## Problem statement
The expected response is the full listing, retyped exactly, without its images.
——
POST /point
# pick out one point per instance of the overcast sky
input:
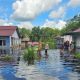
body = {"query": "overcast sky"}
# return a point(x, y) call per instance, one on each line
point(29, 13)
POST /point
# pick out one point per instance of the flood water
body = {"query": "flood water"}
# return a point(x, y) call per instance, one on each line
point(51, 68)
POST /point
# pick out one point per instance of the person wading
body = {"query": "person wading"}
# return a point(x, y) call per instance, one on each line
point(46, 50)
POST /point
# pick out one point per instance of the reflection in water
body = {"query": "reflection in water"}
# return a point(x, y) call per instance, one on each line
point(51, 68)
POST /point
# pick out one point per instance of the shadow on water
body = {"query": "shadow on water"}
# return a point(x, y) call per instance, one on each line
point(53, 66)
point(56, 67)
point(8, 73)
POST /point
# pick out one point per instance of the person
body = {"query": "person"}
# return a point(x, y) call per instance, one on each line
point(61, 49)
point(46, 49)
point(39, 49)
point(72, 47)
point(66, 49)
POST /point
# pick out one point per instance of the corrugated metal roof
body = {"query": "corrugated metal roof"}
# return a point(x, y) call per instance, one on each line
point(7, 30)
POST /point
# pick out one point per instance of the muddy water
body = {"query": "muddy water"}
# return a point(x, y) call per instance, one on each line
point(51, 68)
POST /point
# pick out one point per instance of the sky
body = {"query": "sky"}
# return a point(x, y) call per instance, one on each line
point(43, 13)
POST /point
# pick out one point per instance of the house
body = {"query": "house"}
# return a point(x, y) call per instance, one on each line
point(24, 42)
point(9, 39)
point(75, 39)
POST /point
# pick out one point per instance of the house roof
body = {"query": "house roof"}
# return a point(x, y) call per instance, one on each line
point(25, 39)
point(77, 31)
point(7, 30)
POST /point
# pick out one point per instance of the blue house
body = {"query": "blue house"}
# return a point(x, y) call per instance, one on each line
point(9, 39)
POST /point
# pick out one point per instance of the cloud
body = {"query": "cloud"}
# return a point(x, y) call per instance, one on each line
point(26, 25)
point(58, 13)
point(5, 23)
point(60, 24)
point(29, 9)
point(74, 3)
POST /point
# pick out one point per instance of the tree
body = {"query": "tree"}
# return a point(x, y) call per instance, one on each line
point(72, 24)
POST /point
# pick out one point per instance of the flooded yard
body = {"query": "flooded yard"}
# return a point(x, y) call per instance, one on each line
point(51, 68)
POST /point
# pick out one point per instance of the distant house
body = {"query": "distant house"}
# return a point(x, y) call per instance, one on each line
point(76, 38)
point(9, 39)
point(24, 42)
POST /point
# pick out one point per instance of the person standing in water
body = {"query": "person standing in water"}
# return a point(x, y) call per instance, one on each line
point(39, 49)
point(46, 50)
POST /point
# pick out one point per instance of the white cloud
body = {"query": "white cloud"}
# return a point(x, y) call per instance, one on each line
point(5, 23)
point(58, 13)
point(60, 24)
point(29, 9)
point(74, 3)
point(26, 25)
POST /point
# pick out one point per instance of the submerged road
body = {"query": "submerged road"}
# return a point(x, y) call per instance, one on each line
point(52, 68)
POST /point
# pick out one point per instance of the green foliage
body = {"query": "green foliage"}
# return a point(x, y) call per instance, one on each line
point(24, 32)
point(72, 24)
point(6, 58)
point(77, 55)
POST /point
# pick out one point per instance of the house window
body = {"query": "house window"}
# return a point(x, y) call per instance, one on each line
point(2, 42)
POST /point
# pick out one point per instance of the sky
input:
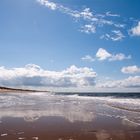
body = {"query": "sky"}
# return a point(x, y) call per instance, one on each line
point(61, 45)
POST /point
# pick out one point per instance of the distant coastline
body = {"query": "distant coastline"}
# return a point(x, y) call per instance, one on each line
point(8, 89)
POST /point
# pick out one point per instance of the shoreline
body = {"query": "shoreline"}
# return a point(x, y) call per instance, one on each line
point(7, 89)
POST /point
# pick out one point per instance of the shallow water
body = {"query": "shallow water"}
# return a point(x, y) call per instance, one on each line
point(42, 116)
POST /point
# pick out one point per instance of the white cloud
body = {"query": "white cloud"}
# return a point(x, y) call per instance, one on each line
point(130, 82)
point(119, 57)
point(91, 21)
point(51, 5)
point(33, 75)
point(136, 30)
point(130, 69)
point(115, 35)
point(88, 28)
point(88, 58)
point(112, 15)
point(103, 54)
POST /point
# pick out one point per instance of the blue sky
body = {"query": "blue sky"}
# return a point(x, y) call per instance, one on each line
point(91, 45)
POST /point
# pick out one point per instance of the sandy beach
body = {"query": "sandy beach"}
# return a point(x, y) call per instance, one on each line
point(41, 116)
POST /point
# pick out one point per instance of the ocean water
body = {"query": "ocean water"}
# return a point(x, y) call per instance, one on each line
point(92, 111)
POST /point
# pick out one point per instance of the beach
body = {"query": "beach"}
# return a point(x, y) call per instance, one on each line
point(50, 116)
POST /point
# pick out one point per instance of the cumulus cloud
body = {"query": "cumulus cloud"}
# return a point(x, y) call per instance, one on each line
point(88, 28)
point(130, 82)
point(103, 54)
point(88, 58)
point(33, 75)
point(112, 15)
point(115, 35)
point(136, 30)
point(90, 20)
point(130, 69)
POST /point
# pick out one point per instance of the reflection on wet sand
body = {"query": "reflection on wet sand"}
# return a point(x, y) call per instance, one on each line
point(42, 117)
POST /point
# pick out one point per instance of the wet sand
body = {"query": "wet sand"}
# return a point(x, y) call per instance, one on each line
point(52, 117)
——
## Answer for this exercise
POST /point
# pick out one point per instance of the overcast sky
input:
body = {"query": "overcast sky"}
# return a point(x, y) call per instance, one on each line
point(29, 13)
POST /point
# pick out one point per instance of the flood water
body = {"query": "flood water"}
# return a point(x, y) call per instance, one on each line
point(51, 68)
POST /point
# pick out one point per instance of the person wading
body = {"query": "person wading"}
# return a point(x, y) call per instance, one on each line
point(46, 50)
POST /point
# pick out one point per instance of the reflection in water
body = {"query": "reflection in water"}
# return a point(x, y) call per instance, one on each line
point(51, 68)
POST /point
# pick out one point per instance of the shadow on water
body = {"query": "shadow on water"}
# return a point(x, y) call per instance, one on each line
point(53, 66)
point(56, 67)
point(8, 73)
POST /point
# pick out one point per instance of the person
body = {"query": "person"}
# return a point(x, y) call per instance, one on each line
point(61, 49)
point(46, 49)
point(39, 49)
point(72, 47)
point(66, 49)
POST /point
# pick out one point per instance of the corrugated metal roof
body = {"query": "corrugated metal roof"}
# return a point(x, y) call per instance, one on each line
point(7, 30)
POST /point
# pick out one point per instance of the muddy water
body = {"query": "muddy water"}
# return a point(x, y) call per instance, one on each line
point(51, 68)
POST /point
# pick out one point per instance of the sky
body = {"query": "sky"}
# return a point(x, y) call per instance, one on each line
point(43, 13)
POST /point
# pick out one point per instance of the house
body = {"query": "house"}
# return a point(x, y) call per instance, one on each line
point(24, 42)
point(9, 39)
point(75, 39)
POST /point
# pick out one point per instance of the house roof
body = {"query": "house roof"}
# return a point(x, y) call per instance, one on each line
point(25, 39)
point(77, 31)
point(7, 30)
POST /point
# pick out one point per instance of the blue house
body = {"query": "blue house"}
# return a point(x, y) call per instance, one on each line
point(9, 39)
POST /point
# pick out one point per instance of the cloud
body = {"query": "cloud"}
# return a point(x, y) call per instance, one on each line
point(26, 25)
point(58, 13)
point(5, 23)
point(60, 24)
point(29, 9)
point(74, 3)
POST /point
# pick out one point per instance of the tree
body = {"query": "tree"}
# return a point(x, y) call per instance, one on each line
point(72, 24)
POST /point
# pick out one point per instance of the flooded yard
body = {"query": "flooded yard"}
# return a point(x, y) call per instance, one on each line
point(51, 68)
POST /point
# pick out one point per instance of the distant house
body = {"query": "distant house"}
# return a point(x, y) call per instance, one on each line
point(76, 38)
point(9, 39)
point(24, 42)
POST /point
# pick out one point per instance of the person standing in water
body = {"query": "person standing in water"}
# return a point(x, y) call per instance, one on each line
point(39, 49)
point(46, 50)
POST /point
# pick out one point per instance of the white cloud
body = {"query": "white cloud"}
# return a point(x, y) call per instance, one on each line
point(5, 23)
point(58, 13)
point(60, 24)
point(29, 9)
point(74, 3)
point(26, 25)
POST /point
# pick out one point per instance of the submerged road
body = {"query": "submerged road"}
# return a point(x, y) call per instance, one on each line
point(52, 68)
POST /point
# pick out one point per instance of the green foliage
body = {"query": "green foliage"}
# return a point(x, y) call per instance, one on each line
point(24, 32)
point(72, 24)
point(6, 58)
point(77, 55)
POST /point
# pick out one point per instance of the house window
body = {"query": "house window"}
# return a point(x, y) call per instance, one on each line
point(2, 42)
POST /point
# pick out one point per instance of the sky
input:
body = {"query": "sky"}
# return a point(x, y) call per instance, one on each line
point(61, 45)
POST /point
# pick out one point per instance of the distant coastline
body = {"query": "distant coastline"}
# return a point(x, y) call per instance, one on each line
point(8, 89)
POST /point
# pick out one point per instance of the shoreline
body = {"query": "shoreline"}
# return a point(x, y) call per instance, one on each line
point(7, 89)
POST /point
# pick out one point per instance of the shallow water
body = {"query": "shallow water"}
# return a point(x, y) call per instance, one on each line
point(42, 116)
POST /point
# pick out one point per instance of the white cloud
body = {"query": "white cloud"}
# return a point(x, y) call per instance, one on each line
point(130, 82)
point(119, 57)
point(91, 21)
point(51, 5)
point(33, 75)
point(136, 30)
point(130, 69)
point(115, 35)
point(88, 28)
point(88, 58)
point(112, 15)
point(103, 54)
POST /point
# pick out one point per instance of the blue sky
body = {"query": "blue sky"}
# return a point(x, y) call per instance, one on each line
point(91, 45)
POST /point
# pick out one point per instance of the sandy beach
body = {"query": "sandy beach"}
# return a point(x, y) call per instance, one on each line
point(41, 116)
POST /point
# pick out one point per instance of the ocean water
body = {"query": "ocean water"}
# return a point(x, y) call per instance, one on each line
point(92, 111)
POST /point
# pick out one point per instance of the beach
body = {"query": "beach"}
# return a point(x, y) call per instance, one on each line
point(50, 116)
POST /point
# pick out one point per instance of the cumulus cloud
body = {"query": "cumulus cloud"}
# return a point(x, y) call per instance, one on each line
point(88, 28)
point(130, 82)
point(103, 54)
point(88, 58)
point(33, 75)
point(112, 15)
point(115, 35)
point(136, 30)
point(90, 20)
point(130, 69)
POST /point
# pick out one point per instance of the reflection on wet sand
body = {"query": "reflection on wet sand"}
# return a point(x, y) call per instance, one on each line
point(42, 117)
POST /point
# pick out one point per instance of the wet sand
body = {"query": "wet sand"}
# return a point(x, y) call per instance, one on each line
point(52, 117)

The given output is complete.